» Objective
Continue the forum post announcing the Cedar Bayou block party from the point where it ends.

» Text
--- START ---

# Cedar Bayou Block Party !



## jmack (Dec 7, 2006)

On September 10, 2009 at 6:30 P.M. I will be hosting a Community Awareness Block party along with the San Jacinto Tea Party at 7711 Hightway 146 in Baytown ,Tx at the Cedar Bayou Community Building. This event is being held to edjucate citizens on issues that monumentally affect each of our lives by enabling the fellowship and collective voices of citizens who feel that they have been misrepresented and Taxed Enough Already. Citizen speakers, and residents of the greater Baytown area, will be speaking on topics including: the effects of Cap & Trade on our local community, Second Amendment rights, the effects of enacting universal health care, and what steps are needed next to further the conservative movement. We encourage ALL citizens Regardless of Race or Political Party, who feel that there is lack of accountability in Washington, that they are being Taxed Enough Already, to voice their concerns during our open-mic session. This event is organized and hosted by Josh Maris with the assistance of the SJTP.

--- END ---

» Supplied data
--- START ---

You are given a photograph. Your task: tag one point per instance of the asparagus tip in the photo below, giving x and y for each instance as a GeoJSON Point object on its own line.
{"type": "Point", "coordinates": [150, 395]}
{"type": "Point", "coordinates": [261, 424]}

--- END ---

» Final result
Citizen speakers include: Klark Allen - MC - Topic: Welcomes and Introductions. 
Dan Blackford - SJTP Rep. Citizen Speaker- Topic: Overview regarding the SJTP mission and purpose of the event. Threats to your second amendment rights. 
Dr. Clifford Fry -PhD Economics Texas A&M University - Topic: The economic effects of the Obama Health Care Bill. 
Apostle Claver - Pastor- Radio personality, and Founder/Chairman of www.RagingElephants.org -Topic: The next steps in growing the conservative movement.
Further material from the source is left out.